Goal:
Provide an exact copy of the data, excluding the images.

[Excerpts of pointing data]
****
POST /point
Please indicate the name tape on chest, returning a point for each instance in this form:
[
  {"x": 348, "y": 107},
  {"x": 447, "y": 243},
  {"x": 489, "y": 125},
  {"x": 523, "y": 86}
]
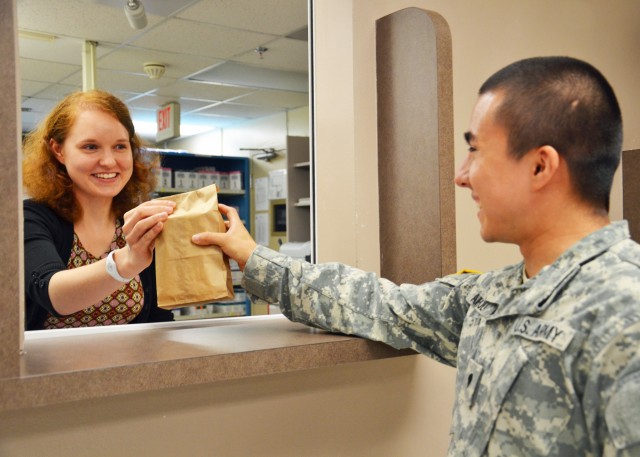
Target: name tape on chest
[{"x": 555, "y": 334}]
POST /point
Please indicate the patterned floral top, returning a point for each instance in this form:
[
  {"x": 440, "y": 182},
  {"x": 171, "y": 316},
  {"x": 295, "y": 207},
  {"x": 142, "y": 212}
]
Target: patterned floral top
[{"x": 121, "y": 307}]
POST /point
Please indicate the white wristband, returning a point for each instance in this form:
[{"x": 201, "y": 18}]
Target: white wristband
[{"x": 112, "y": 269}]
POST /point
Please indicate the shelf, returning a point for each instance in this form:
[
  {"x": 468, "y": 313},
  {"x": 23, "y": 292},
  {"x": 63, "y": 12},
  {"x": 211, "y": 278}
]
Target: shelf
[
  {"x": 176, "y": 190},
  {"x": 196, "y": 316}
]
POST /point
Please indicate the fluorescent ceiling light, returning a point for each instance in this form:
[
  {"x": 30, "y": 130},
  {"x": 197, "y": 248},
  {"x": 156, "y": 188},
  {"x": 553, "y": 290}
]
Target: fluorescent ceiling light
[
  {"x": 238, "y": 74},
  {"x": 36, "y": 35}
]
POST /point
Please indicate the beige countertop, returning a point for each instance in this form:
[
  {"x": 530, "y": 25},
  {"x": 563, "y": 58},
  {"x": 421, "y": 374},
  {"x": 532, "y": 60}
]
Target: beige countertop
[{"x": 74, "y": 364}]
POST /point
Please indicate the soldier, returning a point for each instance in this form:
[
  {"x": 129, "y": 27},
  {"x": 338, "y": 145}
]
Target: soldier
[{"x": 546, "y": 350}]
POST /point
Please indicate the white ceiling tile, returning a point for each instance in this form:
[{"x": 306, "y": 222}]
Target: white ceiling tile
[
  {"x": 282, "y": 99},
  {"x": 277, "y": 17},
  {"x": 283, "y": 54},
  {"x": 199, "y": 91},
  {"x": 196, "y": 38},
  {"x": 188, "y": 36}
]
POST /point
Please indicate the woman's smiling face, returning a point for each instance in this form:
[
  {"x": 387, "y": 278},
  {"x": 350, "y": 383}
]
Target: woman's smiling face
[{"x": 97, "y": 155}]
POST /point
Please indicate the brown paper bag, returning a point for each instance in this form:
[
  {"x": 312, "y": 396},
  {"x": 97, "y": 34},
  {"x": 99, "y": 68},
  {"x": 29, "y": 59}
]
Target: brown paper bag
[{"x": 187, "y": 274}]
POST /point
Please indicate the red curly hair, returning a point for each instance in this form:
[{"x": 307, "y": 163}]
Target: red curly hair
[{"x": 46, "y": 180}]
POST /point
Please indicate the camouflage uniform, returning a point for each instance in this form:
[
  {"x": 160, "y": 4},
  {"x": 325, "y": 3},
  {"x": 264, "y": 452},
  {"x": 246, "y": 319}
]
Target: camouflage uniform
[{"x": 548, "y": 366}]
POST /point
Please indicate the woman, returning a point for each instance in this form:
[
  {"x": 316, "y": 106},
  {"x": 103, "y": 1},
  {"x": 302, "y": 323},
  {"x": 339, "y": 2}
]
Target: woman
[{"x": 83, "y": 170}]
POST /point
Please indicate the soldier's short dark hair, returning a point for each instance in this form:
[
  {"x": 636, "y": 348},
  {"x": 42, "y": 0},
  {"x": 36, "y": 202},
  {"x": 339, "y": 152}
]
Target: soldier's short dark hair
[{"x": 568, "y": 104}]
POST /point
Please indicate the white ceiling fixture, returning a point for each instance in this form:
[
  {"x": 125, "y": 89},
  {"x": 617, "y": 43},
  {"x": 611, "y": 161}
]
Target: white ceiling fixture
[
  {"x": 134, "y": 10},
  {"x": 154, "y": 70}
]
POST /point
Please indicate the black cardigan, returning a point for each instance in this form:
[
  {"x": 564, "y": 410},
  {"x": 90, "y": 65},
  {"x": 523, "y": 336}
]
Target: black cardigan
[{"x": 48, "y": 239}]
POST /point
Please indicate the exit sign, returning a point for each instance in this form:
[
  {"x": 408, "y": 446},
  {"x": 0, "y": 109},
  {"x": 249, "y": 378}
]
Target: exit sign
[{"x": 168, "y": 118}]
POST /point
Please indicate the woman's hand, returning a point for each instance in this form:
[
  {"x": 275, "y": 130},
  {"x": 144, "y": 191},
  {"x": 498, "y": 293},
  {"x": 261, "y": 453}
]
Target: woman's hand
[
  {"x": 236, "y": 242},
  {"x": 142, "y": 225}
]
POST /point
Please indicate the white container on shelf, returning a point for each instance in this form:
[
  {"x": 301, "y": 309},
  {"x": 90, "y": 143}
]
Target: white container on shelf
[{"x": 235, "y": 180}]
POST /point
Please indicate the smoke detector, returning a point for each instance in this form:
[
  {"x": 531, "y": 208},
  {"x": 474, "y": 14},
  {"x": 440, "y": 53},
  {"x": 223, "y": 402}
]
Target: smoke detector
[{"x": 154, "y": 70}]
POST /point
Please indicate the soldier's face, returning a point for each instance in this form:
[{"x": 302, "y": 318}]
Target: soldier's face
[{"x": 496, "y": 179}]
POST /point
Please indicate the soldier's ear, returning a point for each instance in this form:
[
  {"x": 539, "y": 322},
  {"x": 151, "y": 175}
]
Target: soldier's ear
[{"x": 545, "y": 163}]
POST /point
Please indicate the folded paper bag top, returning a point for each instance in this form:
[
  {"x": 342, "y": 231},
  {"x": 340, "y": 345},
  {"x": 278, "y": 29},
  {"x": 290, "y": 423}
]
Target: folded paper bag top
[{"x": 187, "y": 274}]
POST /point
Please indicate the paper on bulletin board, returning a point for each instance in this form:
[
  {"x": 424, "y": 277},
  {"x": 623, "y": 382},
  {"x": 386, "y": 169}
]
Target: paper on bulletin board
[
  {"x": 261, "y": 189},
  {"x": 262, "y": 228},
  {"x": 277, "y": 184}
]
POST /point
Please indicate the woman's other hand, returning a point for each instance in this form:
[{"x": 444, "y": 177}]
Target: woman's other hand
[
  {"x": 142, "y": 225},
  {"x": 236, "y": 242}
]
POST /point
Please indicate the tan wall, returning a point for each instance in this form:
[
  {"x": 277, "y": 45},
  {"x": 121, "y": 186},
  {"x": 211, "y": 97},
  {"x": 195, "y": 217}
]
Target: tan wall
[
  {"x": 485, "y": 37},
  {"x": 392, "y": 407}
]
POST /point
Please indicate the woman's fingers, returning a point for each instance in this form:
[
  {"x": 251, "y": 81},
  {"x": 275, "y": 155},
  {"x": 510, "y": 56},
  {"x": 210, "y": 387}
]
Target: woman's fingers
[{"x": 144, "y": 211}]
****
Output for this exercise:
POST /point
Please indicate the name tape on chest, returning a point for each instance in this form:
[
  {"x": 348, "y": 107},
  {"x": 447, "y": 243},
  {"x": 489, "y": 125},
  {"x": 523, "y": 86}
]
Target: name tape on chest
[{"x": 555, "y": 334}]
POST /point
Please indicate the patterned floral top, returning a point for each instance in this form:
[
  {"x": 440, "y": 182},
  {"x": 171, "y": 316},
  {"x": 295, "y": 207},
  {"x": 142, "y": 212}
]
Target: patterned floral top
[{"x": 121, "y": 307}]
POST /point
Please indicate the white wristband, returning a point for each instance in this form:
[{"x": 201, "y": 18}]
Target: white wristband
[{"x": 112, "y": 269}]
POST /point
Please indicate the shelf, returning a point for each instance in this form:
[
  {"x": 468, "y": 313},
  {"x": 23, "y": 292},
  {"x": 63, "y": 12},
  {"x": 211, "y": 278}
]
Target: shelf
[
  {"x": 176, "y": 190},
  {"x": 196, "y": 316}
]
POST /point
Please indicate the fluorescent ceiling light, returning a point for each instance in this form:
[
  {"x": 30, "y": 130},
  {"x": 197, "y": 248},
  {"x": 156, "y": 188},
  {"x": 553, "y": 290}
]
Target: fluorescent ceiling light
[
  {"x": 238, "y": 74},
  {"x": 36, "y": 35}
]
POST /point
Please indicate the beige countertop, returning a point for each instance in this form:
[
  {"x": 530, "y": 25},
  {"x": 563, "y": 58},
  {"x": 421, "y": 374},
  {"x": 532, "y": 60}
]
Target: beige countertop
[{"x": 74, "y": 364}]
POST /point
Please indicate the soldier, returning a point for each instance in this form:
[
  {"x": 129, "y": 27},
  {"x": 338, "y": 145}
]
Target: soldier
[{"x": 546, "y": 350}]
POST /point
Please indicate the white ceiling tile, returning a point for each instance in this form:
[{"x": 306, "y": 222}]
Target: white ceiling tile
[
  {"x": 282, "y": 99},
  {"x": 277, "y": 17},
  {"x": 283, "y": 54},
  {"x": 199, "y": 91},
  {"x": 196, "y": 38},
  {"x": 188, "y": 36}
]
POST /point
Please indicate the woman's smiling face, returning a point for each instance in this form:
[
  {"x": 387, "y": 278},
  {"x": 350, "y": 383}
]
Target: woman's smiling face
[{"x": 97, "y": 155}]
POST /point
Please indicate the brown paper bag, returning a point for each instance in this form:
[
  {"x": 312, "y": 396},
  {"x": 97, "y": 34},
  {"x": 99, "y": 68},
  {"x": 29, "y": 59}
]
Target: brown paper bag
[{"x": 187, "y": 274}]
POST /point
Please indicate the red curly hair, returning a point for each instance in this form:
[{"x": 307, "y": 163}]
Target: red curly hair
[{"x": 46, "y": 180}]
POST /point
Please indicate the camouflage uniform, returning a point for each instance in this form:
[
  {"x": 160, "y": 4},
  {"x": 325, "y": 3},
  {"x": 264, "y": 452},
  {"x": 246, "y": 319}
]
Target: camouflage uniform
[{"x": 548, "y": 366}]
POST /point
Please indicate the woman, returning a point for each instance in this form:
[
  {"x": 316, "y": 106},
  {"x": 103, "y": 1},
  {"x": 302, "y": 323},
  {"x": 339, "y": 2}
]
Target: woman
[{"x": 83, "y": 170}]
POST /point
Please indicate the soldier's short dark hair, returning a point for each instance in this form:
[
  {"x": 636, "y": 348},
  {"x": 42, "y": 0},
  {"x": 36, "y": 202},
  {"x": 339, "y": 152}
]
Target: soldier's short dark hair
[{"x": 568, "y": 104}]
POST /point
Please indicate the white ceiling fixture, returning a point for each instance in this form:
[
  {"x": 125, "y": 89},
  {"x": 617, "y": 43},
  {"x": 611, "y": 161}
]
Target: white ceiling fixture
[
  {"x": 134, "y": 10},
  {"x": 154, "y": 70}
]
POST /point
Please indicate the black cardigan, returning a point for each instance in this form:
[
  {"x": 564, "y": 410},
  {"x": 90, "y": 65},
  {"x": 523, "y": 336}
]
Target: black cardigan
[{"x": 48, "y": 239}]
POST /point
Please indicate the exit sign, returning a point for each instance in this form:
[
  {"x": 408, "y": 446},
  {"x": 0, "y": 109},
  {"x": 249, "y": 378}
]
Target: exit sign
[{"x": 168, "y": 118}]
POST /point
Please indicate the woman's hand, returning a point for each instance in this form:
[
  {"x": 275, "y": 130},
  {"x": 144, "y": 191},
  {"x": 498, "y": 293},
  {"x": 261, "y": 453}
]
Target: woman's hand
[
  {"x": 236, "y": 242},
  {"x": 142, "y": 225}
]
POST /point
Please indicate the white container on shelf, returning a point for each instance in this form:
[
  {"x": 301, "y": 309},
  {"x": 90, "y": 143}
]
Target: white container on shelf
[{"x": 235, "y": 180}]
POST /point
Please indicate the smoke detector, returning a point for each instance in this form:
[
  {"x": 531, "y": 208},
  {"x": 474, "y": 14},
  {"x": 440, "y": 53},
  {"x": 223, "y": 402}
]
Target: smoke detector
[{"x": 154, "y": 70}]
POST /point
Please indicate the soldier's face, returning a point for each instance in this form:
[{"x": 302, "y": 318}]
Target: soldier's face
[{"x": 496, "y": 179}]
POST /point
Please indicate the soldier's ear, returning a point for each instance in this form:
[
  {"x": 539, "y": 322},
  {"x": 151, "y": 175}
]
Target: soldier's ear
[{"x": 545, "y": 163}]
POST /point
Please indicate the folded paper bag top, returning a point for each instance in this form:
[
  {"x": 342, "y": 231},
  {"x": 340, "y": 345},
  {"x": 278, "y": 29},
  {"x": 290, "y": 423}
]
Target: folded paper bag top
[{"x": 187, "y": 274}]
POST /point
Please indicate the paper on bulletin board, returning a point for each instance in this form:
[
  {"x": 424, "y": 277},
  {"x": 623, "y": 382},
  {"x": 386, "y": 169}
]
Target: paper on bulletin board
[
  {"x": 261, "y": 189},
  {"x": 262, "y": 228},
  {"x": 277, "y": 184}
]
POST /point
Please indicate the woman's other hand, returning a point for each instance in this form:
[{"x": 444, "y": 177}]
Target: woman's other hand
[
  {"x": 142, "y": 225},
  {"x": 236, "y": 242}
]
POST /point
Please indicate the tan wall, returning a point for each instance in this form:
[
  {"x": 277, "y": 45},
  {"x": 121, "y": 186},
  {"x": 211, "y": 97},
  {"x": 195, "y": 217}
]
Target: tan wall
[
  {"x": 485, "y": 37},
  {"x": 392, "y": 407}
]
POST /point
Please indicate the woman's fingers, returning a point for each instance in this form:
[
  {"x": 251, "y": 81},
  {"x": 275, "y": 155},
  {"x": 510, "y": 56},
  {"x": 210, "y": 387}
]
Target: woman's fingers
[{"x": 144, "y": 211}]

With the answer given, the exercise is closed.